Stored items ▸
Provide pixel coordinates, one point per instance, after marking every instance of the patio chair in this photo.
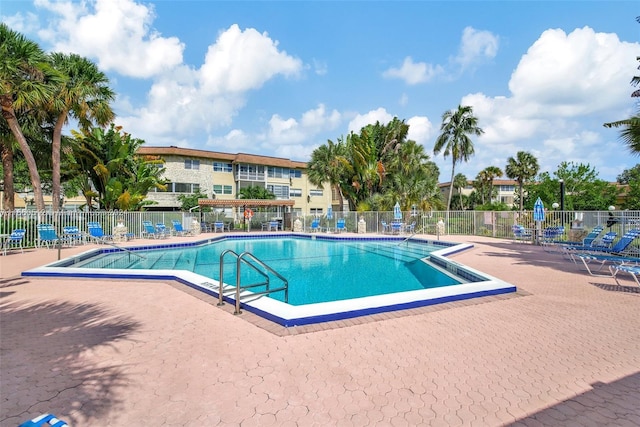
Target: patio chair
(586, 241)
(162, 230)
(97, 233)
(315, 225)
(177, 228)
(150, 231)
(71, 235)
(14, 240)
(633, 270)
(47, 235)
(520, 233)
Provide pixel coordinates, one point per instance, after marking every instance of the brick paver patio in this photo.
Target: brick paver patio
(563, 351)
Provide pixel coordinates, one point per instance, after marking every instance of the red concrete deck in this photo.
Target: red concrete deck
(564, 351)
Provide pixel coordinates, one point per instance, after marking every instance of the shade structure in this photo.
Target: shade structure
(397, 213)
(538, 210)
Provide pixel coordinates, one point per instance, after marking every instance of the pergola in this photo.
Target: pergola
(245, 203)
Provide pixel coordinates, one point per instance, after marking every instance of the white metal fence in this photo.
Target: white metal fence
(484, 223)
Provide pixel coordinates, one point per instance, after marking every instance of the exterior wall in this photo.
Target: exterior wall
(307, 199)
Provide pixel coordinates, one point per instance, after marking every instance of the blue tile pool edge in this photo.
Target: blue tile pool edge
(285, 315)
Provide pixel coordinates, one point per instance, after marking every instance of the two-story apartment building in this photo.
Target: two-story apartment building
(222, 175)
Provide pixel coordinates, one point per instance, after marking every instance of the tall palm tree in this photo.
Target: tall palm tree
(459, 182)
(457, 126)
(630, 134)
(329, 164)
(26, 84)
(522, 168)
(85, 96)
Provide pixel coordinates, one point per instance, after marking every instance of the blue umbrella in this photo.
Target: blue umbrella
(538, 210)
(397, 213)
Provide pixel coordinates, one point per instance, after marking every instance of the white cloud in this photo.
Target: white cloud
(421, 131)
(117, 33)
(476, 46)
(559, 90)
(244, 60)
(413, 72)
(370, 118)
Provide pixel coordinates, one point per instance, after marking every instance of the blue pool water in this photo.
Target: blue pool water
(317, 270)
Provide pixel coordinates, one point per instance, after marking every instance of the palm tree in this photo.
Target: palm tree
(459, 182)
(485, 181)
(85, 96)
(457, 126)
(522, 168)
(630, 134)
(26, 84)
(329, 164)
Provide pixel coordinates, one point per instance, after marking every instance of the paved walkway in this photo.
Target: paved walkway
(564, 351)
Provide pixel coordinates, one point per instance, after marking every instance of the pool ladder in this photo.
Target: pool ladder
(248, 259)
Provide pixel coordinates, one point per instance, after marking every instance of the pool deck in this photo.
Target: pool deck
(564, 350)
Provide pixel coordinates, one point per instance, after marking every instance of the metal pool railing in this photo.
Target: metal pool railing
(474, 223)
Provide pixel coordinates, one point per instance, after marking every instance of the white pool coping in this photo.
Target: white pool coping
(478, 284)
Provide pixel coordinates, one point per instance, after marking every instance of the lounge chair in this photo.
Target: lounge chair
(14, 240)
(586, 241)
(71, 235)
(97, 233)
(162, 230)
(633, 270)
(47, 235)
(44, 420)
(520, 233)
(150, 231)
(177, 228)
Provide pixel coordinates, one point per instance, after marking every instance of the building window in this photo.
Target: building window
(192, 164)
(275, 172)
(281, 191)
(251, 173)
(222, 167)
(179, 187)
(223, 189)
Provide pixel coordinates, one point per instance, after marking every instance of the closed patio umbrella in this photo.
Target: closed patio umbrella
(397, 213)
(538, 217)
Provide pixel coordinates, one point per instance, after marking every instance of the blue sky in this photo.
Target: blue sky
(280, 78)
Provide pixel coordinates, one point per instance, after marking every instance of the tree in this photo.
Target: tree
(26, 85)
(113, 169)
(84, 95)
(484, 182)
(454, 140)
(329, 164)
(255, 192)
(584, 191)
(631, 178)
(460, 181)
(522, 168)
(630, 134)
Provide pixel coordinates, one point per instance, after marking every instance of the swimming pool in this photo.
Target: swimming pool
(337, 277)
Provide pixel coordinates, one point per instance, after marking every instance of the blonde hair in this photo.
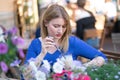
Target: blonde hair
(52, 12)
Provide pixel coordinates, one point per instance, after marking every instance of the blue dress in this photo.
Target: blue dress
(77, 48)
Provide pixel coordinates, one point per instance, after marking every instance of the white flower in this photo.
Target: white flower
(39, 75)
(46, 64)
(58, 67)
(33, 66)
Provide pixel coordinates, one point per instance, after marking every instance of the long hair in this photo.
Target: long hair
(52, 12)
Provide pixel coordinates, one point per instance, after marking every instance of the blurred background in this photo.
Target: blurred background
(25, 15)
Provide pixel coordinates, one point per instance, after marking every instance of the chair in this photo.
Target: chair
(116, 41)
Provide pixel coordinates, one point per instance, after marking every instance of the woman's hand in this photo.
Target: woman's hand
(48, 45)
(98, 61)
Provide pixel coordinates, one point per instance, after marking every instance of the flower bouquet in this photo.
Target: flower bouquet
(10, 49)
(64, 69)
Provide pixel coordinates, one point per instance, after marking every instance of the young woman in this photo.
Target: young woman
(56, 40)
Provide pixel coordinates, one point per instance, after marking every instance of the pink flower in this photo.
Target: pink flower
(21, 53)
(4, 67)
(65, 72)
(3, 48)
(83, 77)
(13, 31)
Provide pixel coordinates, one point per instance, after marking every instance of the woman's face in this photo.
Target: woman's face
(56, 28)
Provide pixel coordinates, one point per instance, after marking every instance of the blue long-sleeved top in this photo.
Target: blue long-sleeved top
(77, 48)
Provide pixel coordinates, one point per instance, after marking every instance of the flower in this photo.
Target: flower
(60, 70)
(9, 49)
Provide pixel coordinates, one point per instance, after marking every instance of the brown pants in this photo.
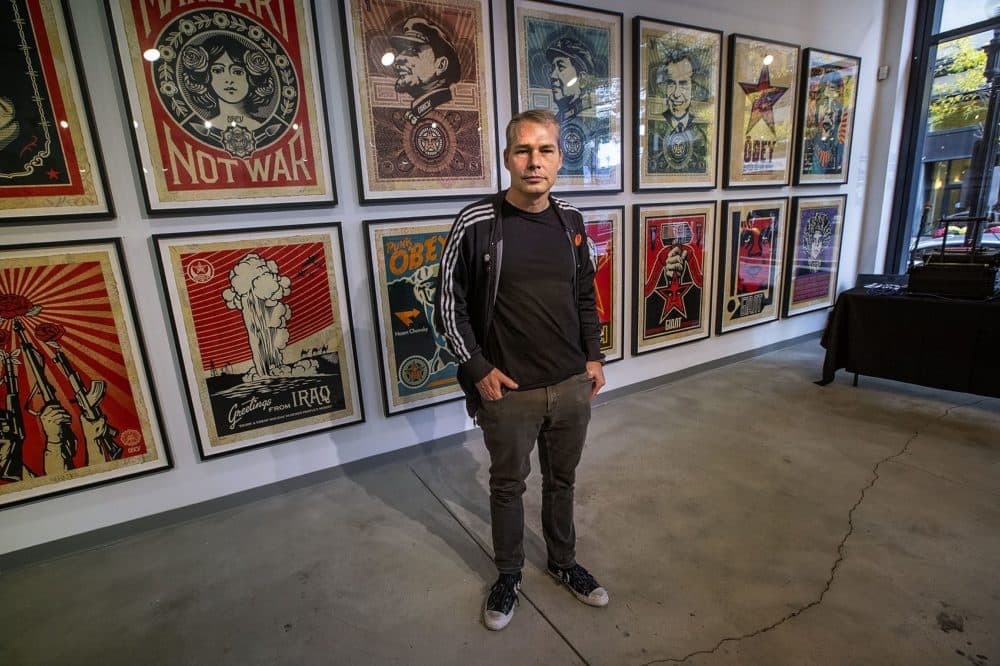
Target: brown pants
(557, 417)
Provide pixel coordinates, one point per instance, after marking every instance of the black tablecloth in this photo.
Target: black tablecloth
(944, 343)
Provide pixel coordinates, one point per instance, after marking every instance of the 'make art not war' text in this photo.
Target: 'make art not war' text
(190, 165)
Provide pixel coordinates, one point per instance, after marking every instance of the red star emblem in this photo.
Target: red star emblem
(766, 97)
(673, 298)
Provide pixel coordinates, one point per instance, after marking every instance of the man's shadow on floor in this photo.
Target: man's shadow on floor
(457, 485)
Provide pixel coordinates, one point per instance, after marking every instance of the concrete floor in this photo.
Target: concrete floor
(739, 516)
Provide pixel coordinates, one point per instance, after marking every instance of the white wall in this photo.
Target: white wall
(849, 26)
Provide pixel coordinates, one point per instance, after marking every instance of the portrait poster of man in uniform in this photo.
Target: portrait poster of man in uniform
(604, 238)
(763, 79)
(677, 105)
(753, 247)
(417, 367)
(422, 97)
(674, 263)
(829, 95)
(262, 323)
(76, 405)
(49, 165)
(814, 253)
(227, 103)
(568, 61)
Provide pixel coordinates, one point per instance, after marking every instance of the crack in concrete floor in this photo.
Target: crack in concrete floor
(833, 569)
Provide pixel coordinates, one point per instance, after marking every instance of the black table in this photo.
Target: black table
(939, 342)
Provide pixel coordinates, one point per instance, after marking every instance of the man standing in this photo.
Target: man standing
(516, 305)
(426, 66)
(678, 143)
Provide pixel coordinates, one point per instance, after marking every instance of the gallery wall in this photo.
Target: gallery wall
(854, 27)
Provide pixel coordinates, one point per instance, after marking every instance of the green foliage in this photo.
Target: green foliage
(958, 96)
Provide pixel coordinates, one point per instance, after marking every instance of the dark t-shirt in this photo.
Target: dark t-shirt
(535, 337)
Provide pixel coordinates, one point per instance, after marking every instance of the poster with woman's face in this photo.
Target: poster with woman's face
(49, 165)
(752, 247)
(226, 103)
(76, 404)
(263, 329)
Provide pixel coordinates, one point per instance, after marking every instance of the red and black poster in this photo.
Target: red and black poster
(226, 101)
(49, 166)
(77, 406)
(263, 329)
(674, 252)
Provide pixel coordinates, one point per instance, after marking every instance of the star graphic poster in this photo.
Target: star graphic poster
(226, 103)
(422, 105)
(604, 239)
(752, 246)
(77, 407)
(50, 166)
(262, 324)
(674, 247)
(416, 366)
(760, 131)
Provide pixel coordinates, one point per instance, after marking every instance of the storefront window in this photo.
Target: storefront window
(950, 173)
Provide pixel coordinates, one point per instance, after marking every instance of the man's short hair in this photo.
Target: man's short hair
(418, 30)
(538, 116)
(575, 50)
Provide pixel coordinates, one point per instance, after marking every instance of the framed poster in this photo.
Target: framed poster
(760, 121)
(421, 85)
(569, 62)
(226, 102)
(750, 250)
(78, 406)
(673, 251)
(604, 238)
(263, 330)
(677, 81)
(826, 117)
(813, 256)
(50, 163)
(416, 366)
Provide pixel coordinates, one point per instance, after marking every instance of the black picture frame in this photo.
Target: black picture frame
(275, 156)
(429, 132)
(614, 348)
(63, 106)
(826, 71)
(116, 415)
(678, 169)
(759, 153)
(408, 377)
(812, 252)
(658, 294)
(245, 365)
(574, 36)
(750, 285)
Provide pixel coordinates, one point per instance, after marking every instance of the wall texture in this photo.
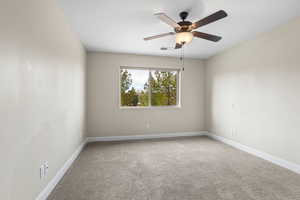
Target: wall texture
(253, 92)
(105, 118)
(42, 86)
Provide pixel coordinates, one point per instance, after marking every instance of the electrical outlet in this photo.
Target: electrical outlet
(42, 171)
(46, 167)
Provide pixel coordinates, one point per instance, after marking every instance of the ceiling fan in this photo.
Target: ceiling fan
(183, 30)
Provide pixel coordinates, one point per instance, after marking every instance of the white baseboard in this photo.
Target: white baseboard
(59, 175)
(55, 180)
(278, 161)
(149, 136)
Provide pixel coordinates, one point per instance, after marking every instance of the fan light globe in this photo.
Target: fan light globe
(184, 37)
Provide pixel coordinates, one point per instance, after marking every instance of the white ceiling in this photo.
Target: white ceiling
(121, 25)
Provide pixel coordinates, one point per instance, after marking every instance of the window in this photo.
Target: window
(140, 87)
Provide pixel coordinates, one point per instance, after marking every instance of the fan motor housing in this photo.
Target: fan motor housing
(185, 26)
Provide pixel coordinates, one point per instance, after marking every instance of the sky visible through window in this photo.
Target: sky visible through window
(145, 87)
(139, 78)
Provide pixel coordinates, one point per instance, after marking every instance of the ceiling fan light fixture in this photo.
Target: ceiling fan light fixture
(184, 37)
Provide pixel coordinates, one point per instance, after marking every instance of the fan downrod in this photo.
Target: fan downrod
(183, 15)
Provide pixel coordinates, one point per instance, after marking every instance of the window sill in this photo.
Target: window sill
(149, 107)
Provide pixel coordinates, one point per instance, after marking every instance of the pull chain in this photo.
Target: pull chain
(182, 57)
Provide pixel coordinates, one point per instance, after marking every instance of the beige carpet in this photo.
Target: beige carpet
(194, 168)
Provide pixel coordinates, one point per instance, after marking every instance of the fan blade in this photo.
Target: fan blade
(159, 36)
(209, 19)
(178, 46)
(163, 17)
(207, 36)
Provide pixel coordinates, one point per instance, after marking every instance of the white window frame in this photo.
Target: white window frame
(178, 93)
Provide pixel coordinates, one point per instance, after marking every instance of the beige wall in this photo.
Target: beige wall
(105, 118)
(42, 80)
(253, 92)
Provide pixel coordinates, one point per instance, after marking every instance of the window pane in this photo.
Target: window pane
(134, 87)
(163, 88)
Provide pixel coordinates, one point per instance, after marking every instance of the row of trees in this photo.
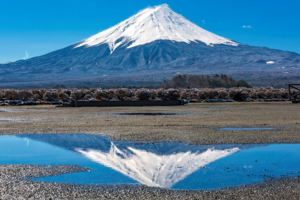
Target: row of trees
(64, 95)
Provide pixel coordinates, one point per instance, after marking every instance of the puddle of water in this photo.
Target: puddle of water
(246, 129)
(165, 165)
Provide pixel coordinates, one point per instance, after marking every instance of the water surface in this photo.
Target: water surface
(165, 165)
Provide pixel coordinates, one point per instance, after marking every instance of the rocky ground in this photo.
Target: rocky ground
(195, 123)
(14, 184)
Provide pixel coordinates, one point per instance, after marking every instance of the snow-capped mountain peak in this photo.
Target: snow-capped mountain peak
(153, 24)
(152, 169)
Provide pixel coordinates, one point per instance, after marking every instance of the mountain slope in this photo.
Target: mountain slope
(147, 48)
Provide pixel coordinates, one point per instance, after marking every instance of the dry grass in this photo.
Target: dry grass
(195, 123)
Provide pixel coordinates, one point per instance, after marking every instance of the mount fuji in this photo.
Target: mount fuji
(144, 50)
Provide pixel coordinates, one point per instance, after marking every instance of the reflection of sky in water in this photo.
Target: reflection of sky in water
(167, 165)
(246, 129)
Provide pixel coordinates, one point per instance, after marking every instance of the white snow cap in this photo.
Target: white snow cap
(152, 169)
(152, 24)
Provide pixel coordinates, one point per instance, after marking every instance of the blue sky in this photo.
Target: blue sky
(34, 27)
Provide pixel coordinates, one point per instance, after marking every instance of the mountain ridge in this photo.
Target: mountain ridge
(127, 61)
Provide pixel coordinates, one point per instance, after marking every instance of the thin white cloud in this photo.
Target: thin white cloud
(26, 55)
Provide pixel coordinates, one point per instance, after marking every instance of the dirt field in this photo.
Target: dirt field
(194, 123)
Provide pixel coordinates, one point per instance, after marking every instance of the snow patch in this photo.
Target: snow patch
(271, 62)
(155, 170)
(152, 24)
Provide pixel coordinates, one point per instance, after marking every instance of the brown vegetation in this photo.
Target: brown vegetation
(43, 96)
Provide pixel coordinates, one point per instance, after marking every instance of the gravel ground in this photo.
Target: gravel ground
(14, 184)
(195, 123)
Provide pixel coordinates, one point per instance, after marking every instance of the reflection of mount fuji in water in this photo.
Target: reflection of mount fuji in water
(157, 164)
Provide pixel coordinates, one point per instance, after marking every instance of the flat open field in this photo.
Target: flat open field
(194, 123)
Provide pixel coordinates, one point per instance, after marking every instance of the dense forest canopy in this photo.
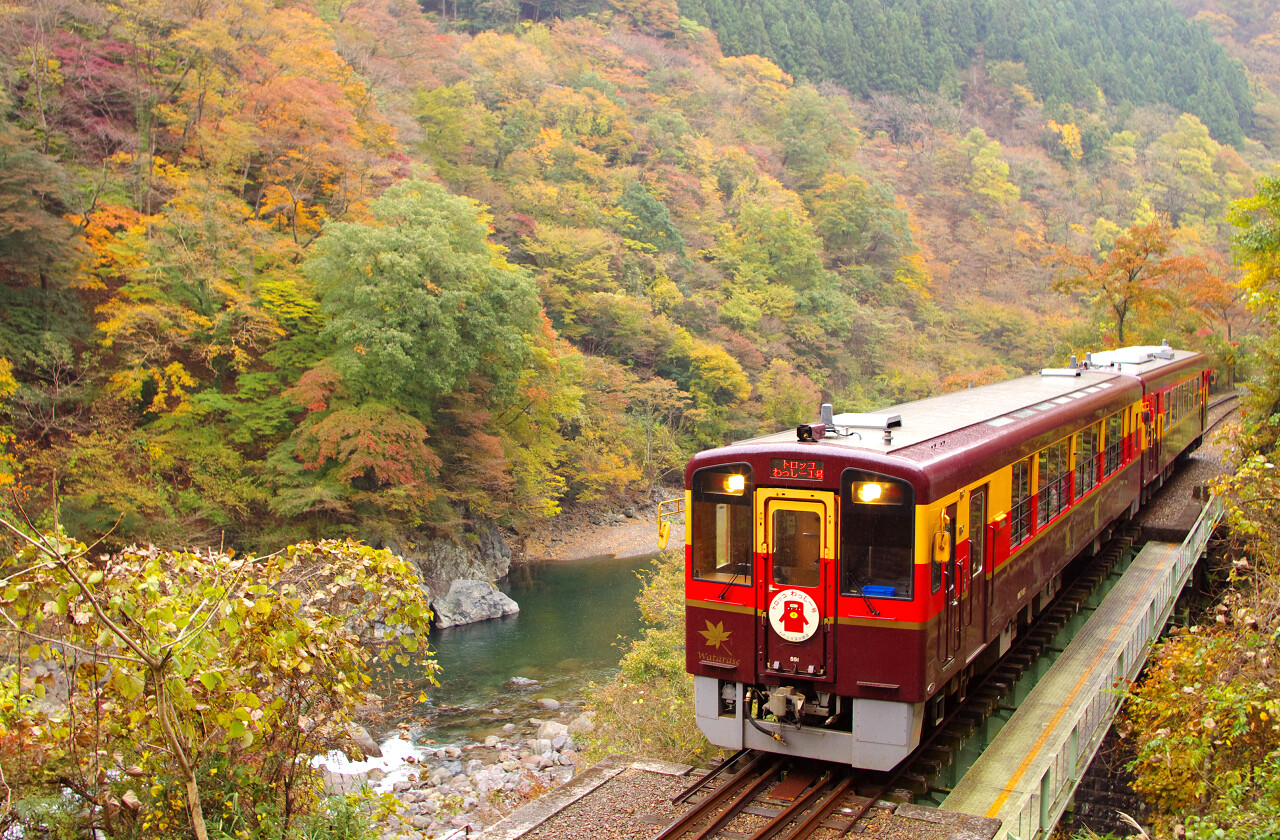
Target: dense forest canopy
(274, 270)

Work to be completed ▸ Out of the data above, transcribe exactly and only the lines starting with the line that has "emblem in this photo." and going on through the line that has "black poster in this photo.", both included.

Task answer ▸
Provide pixel coordinates, one point per instance, after marking every instance of the red star emblem in this photo.
Target: red star emblem
(766, 97)
(673, 298)
Provide pixel coordinates, one point per instance, after marking every instance of the man's shadow on floor in this photo.
Target: man's shadow on floor
(457, 485)
Provide pixel coordinates, one point per instance, after marking every instance of the concrete floor in this photo.
Target: concrete floor
(739, 516)
Provide pixel coordinates, one point per instance, after marking every instance of the white wall in this photo.
Target: white wall
(849, 26)
Provide pixel coordinates, one point per instance, after marking every instance of the portrait poster of man in uniform in this photo.
Target: portrait poster of man in uniform
(604, 238)
(763, 79)
(677, 105)
(753, 247)
(417, 367)
(422, 97)
(674, 263)
(829, 95)
(262, 323)
(76, 405)
(49, 165)
(814, 253)
(227, 103)
(568, 61)
Provide pixel coordinates, one point per instance, after marking every instance of the crack in concrete floor in this photo.
Target: crack in concrete floor
(833, 569)
Provide pixel coordinates, one point per instance, after marking every instance of the black table in this photo.
Target: black table
(939, 342)
Provide pixel coordinates, one point per instance, after marking every instance of the man standing in this photo.
Target: man standing
(516, 305)
(426, 66)
(678, 143)
Provide pixel coordinates, one point per instance, after marking every instance of the gallery wall in this photo.
Target: gallery wall
(854, 27)
Provide pixel coordinates, one point per instance, after marking every instance of the green foliage in this photo.
Target: green foliage
(958, 96)
Provide pixel coordinates, one point per instance, after marking every instance of the dark t-shirt in this photo.
Target: dark t-shirt
(535, 337)
Provide pixel coordinates, one point per instance, after marking every instance of the poster with woman's face in this photo.
Target: poster with woman's face
(49, 165)
(752, 247)
(226, 103)
(76, 404)
(263, 329)
Provide pixel coordinates, one point per instance, after marking every instance of the red and black poster in this photo.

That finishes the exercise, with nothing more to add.